* Text excerpt *
****

Friday, July 22, 2016

BayKeeper Blog: Signs of a Cleaner Bay

By Tom Kutcher, Narragansett BayKeeper

Narragansett Bay is cleaner than it’s been in 150 years. That’s according to a recent decade-long study by scientists from the University of Rhode Island’s (URI) Graduate School of Oceanography and partnering organizations.

To measure this reported cleanliness, the study focuses on levels of nitrogen, which is released into the water from wastewater treatment facilities, individual septic systems, storm drains and other mostly human-caused sources. Nitrogen acts a fertilizer in marine environments, but too much of it causes declines in Bay health from things like too much phytoplankton (microscopic floating plants) shading underwater plants, overabundant seaweeds smothering life on the bottom, and lack of oxygen in the water as these overabundant plants decompose. These problems can then lead to chain reaction-type effects that diminish habitat value, change the ways in which plants and animals interact, cause declines or other shifts in important species, make the water too acidic, and even cause some species to disappear altogether from affected areas.

Some guys I don’t know with a nice keeper striped bass they caught by the
Broken Bridge* during the middle of the day in
mid-July of this year. Incredible!

*what we called it when I was a kid
The main finding of the URI study is that recent efforts to reduce nitrogen inputs to Narragansett Bay have not only been successfully carried out, but have had positive effects on water clarity and quality.

But hey, let’s not just take a bunch of scientists’ word for it. After all, what does a group of really smart people with four to eight years of graduate-level education plus professional experience, who have dedicated their entire lives to revealing truths of the natural world through rigorous and unbiased scientific study of our Bay got that the rest of us don’t got (yup that’s a joke—these scientists are awesome)?  Let me really convince you with some purely anecdotal signals of improving Bay health from some other qualified sources.

1) Recreational fishermen have reported that striped bass fishing in Narragansett Bay has been off the hook! And I’m not just referring to the waters off bucolic Jamestown and other pastoral lower-Bay postcard-inspiring spots. I’m talking about the grungy old Providence, Seekonk, and Warren rivers, and other unassuming, formerly left-for-dead open sewers of the past. In particular, the Providence River has been on fire (with fish) in the springtime these past several years. This year, the bass came up early and left late (see below photo I took of guys catching a nice fish in JULY this year). In fact, many fishermen agree that fishing in the upper reaches of the Bay was better than it was in any other section of the Bay or the South Shore all spring and early summer this year.

****

* Task instructions *
a: In the BayKeeper blog post, what substance does the URI study measure to gauge how clean Narragansett Bay is?
b: Please output the BayKeeper blog post's wording, starting at "Some guys I" and ending at "clarity and quality.".

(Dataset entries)
****

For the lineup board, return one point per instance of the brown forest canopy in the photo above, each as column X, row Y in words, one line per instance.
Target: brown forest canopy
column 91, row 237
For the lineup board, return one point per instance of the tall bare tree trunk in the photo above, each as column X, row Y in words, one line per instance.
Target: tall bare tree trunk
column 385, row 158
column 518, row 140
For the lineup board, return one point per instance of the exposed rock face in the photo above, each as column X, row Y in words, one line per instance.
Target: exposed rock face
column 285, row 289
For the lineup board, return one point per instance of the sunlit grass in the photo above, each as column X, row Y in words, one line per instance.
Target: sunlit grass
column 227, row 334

****

* Solutions below *
a: Nitrogen

b:
Some guys I don’t know with a nice keeper striped bass they caught by the
Broken Bridge* during the middle of the day in
mid-July of this year. Incredible!

*what we called it when I was a kid
The main finding of the URI study is that recent efforts to reduce nitrogen inputs to Narragansett Bay have not only been successfully carried out, but have had positive effects on water clarity and quality.